▶ **Passage proposé**:
────────

Le pouvoir du juge administratif d'enjoindre à l'administration des mesures nécessaires lorsqu'une décision est illégale, ne peut avoir pour effet qu'il se substitue aux pouvoirs publics pour la détermination d'une politique publique ou d'enjoindre de le faire. 

Dans cette affaire, une association et plusieurs requérants ont demandé l’annulation en excès de pouvoir de la décision implicite de rejet de la Première ministre et du ministre de la transition écologique et de la cohésion des territoires. Leur demande portait sur l’édiction de toutes les mesures propres à garantir la sécurité des personnes lors du déroulement d’actions de chasse ou de destruction d’animaux d’espèces non domestiques. Ces conclusions à fin d’annulation étaient accompagnées d’une demande d’injonction de prendre toutes mesures utiles au respect de ces obligations.

L’intérêt de cette décision concerne l’appréciation qui est faite par le Conseil d’État quant aux conclusions à fin d’injonction des requérants. Il se juge incompétent pour se substituer aux pouvoirs publics pour déterminer une politique publique.

5. En l’absence d’obligation précisément déterminée par le législateur, la demande des requérantes tend en réalité à la détermination d’une politique publique en matière de sécurité de la chasse. Ainsi qu’il a été dit, il n’appartient pas au Conseil d’Etat, statuant au contentieux de se substituer aux pouvoirs publics pour y procéder.

────────

▶ **Données fournies**:

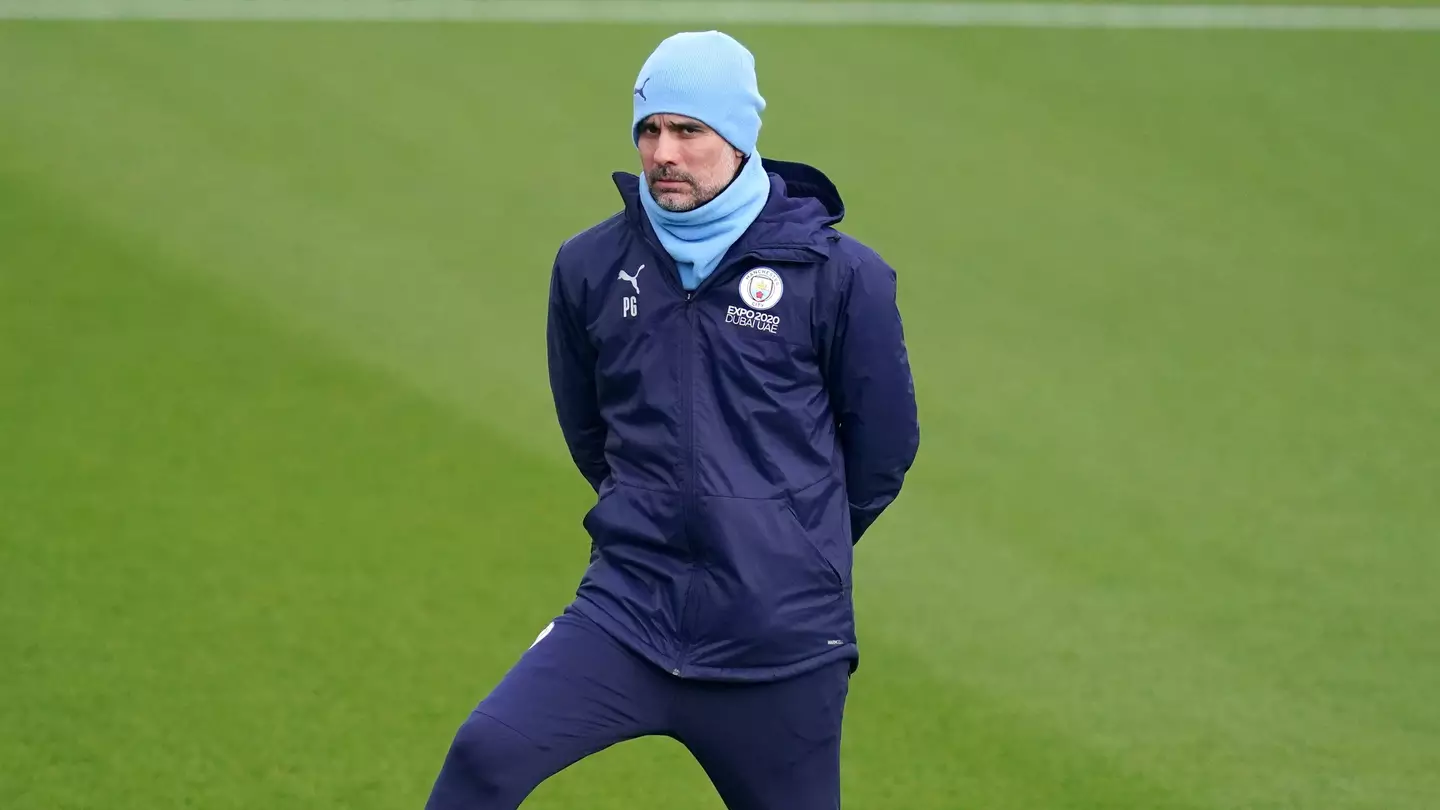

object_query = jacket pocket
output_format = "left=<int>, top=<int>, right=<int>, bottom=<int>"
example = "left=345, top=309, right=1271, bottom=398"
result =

────────

▶ **Objectif de l'exercice**:
Reproduisez à l'identique la partie du passage proposé qui commence par « Dans cette affaire, une » et se poursuit jusqu'à « une politique publique. ».

▶ **Réponse rédigée**:
Dans cette affaire, une association et plusieurs requérants ont demandé l’annulation en excès de pouvoir de la décision implicite de rejet de la Première ministre et du ministre de la transition écologique et de la cohésion des territoires. Leur demande portait sur l’édiction de toutes les mesures propres à garantir la sécurité des personnes lors du déroulement d’actions de chasse ou de destruction d’animaux d’espèces non domestiques. Ces conclusions à fin d’annulation étaient accompagnées d’une demande d’injonction de prendre toutes mesures utiles au respect de ces obligations.

L’intérêt de cette décision concerne l’appréciation qui est faite par le Conseil d’État quant aux conclusions à fin d’injonction des requérants. Il se juge incompétent pour se substituer aux pouvoirs publics pour déterminer une politique publique.